Data listing
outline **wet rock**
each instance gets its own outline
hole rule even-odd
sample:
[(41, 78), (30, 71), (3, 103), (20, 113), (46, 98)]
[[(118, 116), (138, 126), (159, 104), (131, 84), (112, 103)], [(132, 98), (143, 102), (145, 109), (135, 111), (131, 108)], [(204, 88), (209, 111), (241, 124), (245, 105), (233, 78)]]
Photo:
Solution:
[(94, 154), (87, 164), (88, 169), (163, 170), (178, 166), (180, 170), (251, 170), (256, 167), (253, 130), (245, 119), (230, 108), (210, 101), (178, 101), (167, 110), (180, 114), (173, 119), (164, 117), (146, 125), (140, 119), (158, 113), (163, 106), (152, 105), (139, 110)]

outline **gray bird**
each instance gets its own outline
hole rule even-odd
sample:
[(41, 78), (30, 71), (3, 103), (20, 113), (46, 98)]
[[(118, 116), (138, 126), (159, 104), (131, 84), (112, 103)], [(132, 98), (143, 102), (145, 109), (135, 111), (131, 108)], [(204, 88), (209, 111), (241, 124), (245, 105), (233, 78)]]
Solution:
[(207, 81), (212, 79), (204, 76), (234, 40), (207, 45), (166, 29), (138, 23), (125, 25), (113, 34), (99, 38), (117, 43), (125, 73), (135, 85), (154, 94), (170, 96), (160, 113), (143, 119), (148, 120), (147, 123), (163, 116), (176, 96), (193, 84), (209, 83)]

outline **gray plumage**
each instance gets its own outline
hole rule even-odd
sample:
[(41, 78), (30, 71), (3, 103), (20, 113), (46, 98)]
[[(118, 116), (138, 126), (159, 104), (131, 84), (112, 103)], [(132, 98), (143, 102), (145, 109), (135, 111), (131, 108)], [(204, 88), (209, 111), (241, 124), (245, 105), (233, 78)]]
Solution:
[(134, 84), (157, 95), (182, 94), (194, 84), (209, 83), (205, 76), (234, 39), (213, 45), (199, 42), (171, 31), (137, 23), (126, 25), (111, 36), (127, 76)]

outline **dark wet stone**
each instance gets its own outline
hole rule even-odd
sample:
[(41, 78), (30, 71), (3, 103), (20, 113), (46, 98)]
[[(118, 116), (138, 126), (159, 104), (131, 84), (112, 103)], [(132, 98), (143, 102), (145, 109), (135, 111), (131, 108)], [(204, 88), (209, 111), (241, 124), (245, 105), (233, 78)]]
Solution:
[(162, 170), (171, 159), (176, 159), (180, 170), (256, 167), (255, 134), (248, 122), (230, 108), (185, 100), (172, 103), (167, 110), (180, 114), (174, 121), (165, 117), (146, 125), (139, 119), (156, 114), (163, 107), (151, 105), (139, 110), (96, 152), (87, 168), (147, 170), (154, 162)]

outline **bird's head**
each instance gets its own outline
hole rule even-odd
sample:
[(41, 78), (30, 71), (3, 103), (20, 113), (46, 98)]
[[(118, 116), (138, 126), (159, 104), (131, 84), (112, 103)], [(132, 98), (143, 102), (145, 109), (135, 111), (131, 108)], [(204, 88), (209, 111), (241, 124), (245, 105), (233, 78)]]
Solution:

Aim of the task
Copy the whole listing above word for word, with every line and character unchanged.

Solution
outline **wet rock**
each instance gets its own outline
hole rule even-odd
sample:
[(41, 78), (30, 71), (3, 103), (20, 113), (46, 98)]
[[(118, 116), (138, 126), (159, 104), (131, 84), (112, 103)], [(132, 98), (143, 102), (145, 109), (135, 111), (131, 108)], [(204, 88), (209, 111), (241, 124), (245, 105), (233, 78)]]
Photo:
Solution:
[(94, 154), (87, 164), (88, 169), (163, 170), (178, 166), (180, 170), (251, 170), (256, 167), (253, 130), (245, 119), (230, 108), (210, 101), (178, 101), (167, 110), (180, 114), (173, 119), (164, 117), (146, 125), (140, 119), (158, 113), (163, 106), (152, 105), (139, 110)]

outline **gray bird**
each instance gets its own outline
hole rule even-odd
sample:
[(41, 78), (30, 71), (3, 103), (20, 113), (46, 98)]
[[(118, 116), (138, 126), (159, 104), (131, 84), (112, 103)], [(132, 98), (143, 102), (145, 109), (135, 111), (131, 108)], [(204, 88), (209, 111), (241, 124), (245, 105), (233, 78)]]
Solution:
[(207, 81), (212, 79), (204, 76), (234, 40), (207, 45), (166, 29), (138, 23), (125, 25), (113, 34), (99, 38), (117, 43), (125, 73), (135, 85), (154, 94), (170, 96), (160, 113), (143, 119), (148, 120), (147, 123), (163, 116), (176, 96), (193, 84), (209, 83)]

outline **gray plumage**
each instance gets its own outline
hole rule even-odd
sample:
[(41, 78), (30, 71), (3, 103), (20, 113), (46, 98)]
[[(118, 116), (138, 126), (159, 104), (131, 84), (112, 103)], [(132, 98), (143, 102), (145, 109), (135, 111), (131, 108)], [(204, 88), (209, 111), (241, 124), (245, 105), (233, 78)]]
Solution:
[(134, 84), (157, 95), (182, 94), (194, 84), (209, 83), (205, 76), (234, 39), (213, 45), (199, 42), (171, 31), (137, 23), (126, 25), (111, 36), (127, 76)]

outline **dark wet stone**
each instance gets its own outline
hole rule even-odd
sample:
[(41, 78), (30, 71), (3, 103), (20, 113), (46, 98)]
[[(118, 116), (138, 126), (159, 104), (131, 84), (112, 103)], [(132, 98), (143, 102), (145, 109), (135, 111), (131, 108)], [(204, 88), (209, 111), (241, 124), (245, 105), (233, 78)]]
Solution:
[(162, 170), (171, 159), (176, 159), (180, 170), (256, 167), (255, 134), (248, 122), (230, 108), (185, 100), (172, 103), (167, 110), (180, 114), (174, 121), (165, 117), (146, 125), (139, 119), (156, 114), (163, 107), (151, 105), (139, 110), (96, 152), (87, 168), (147, 170), (154, 162)]

outline **bird's head**
each instance gets its own outline
hole rule even-odd
sample:
[(41, 78), (30, 71), (3, 103), (20, 113), (46, 98)]
[[(118, 116), (138, 126), (159, 104), (131, 84), (112, 103)], [(132, 98), (143, 102), (145, 109), (135, 111), (131, 108)], [(204, 88), (209, 111), (241, 124), (245, 105), (233, 78)]]
Solution:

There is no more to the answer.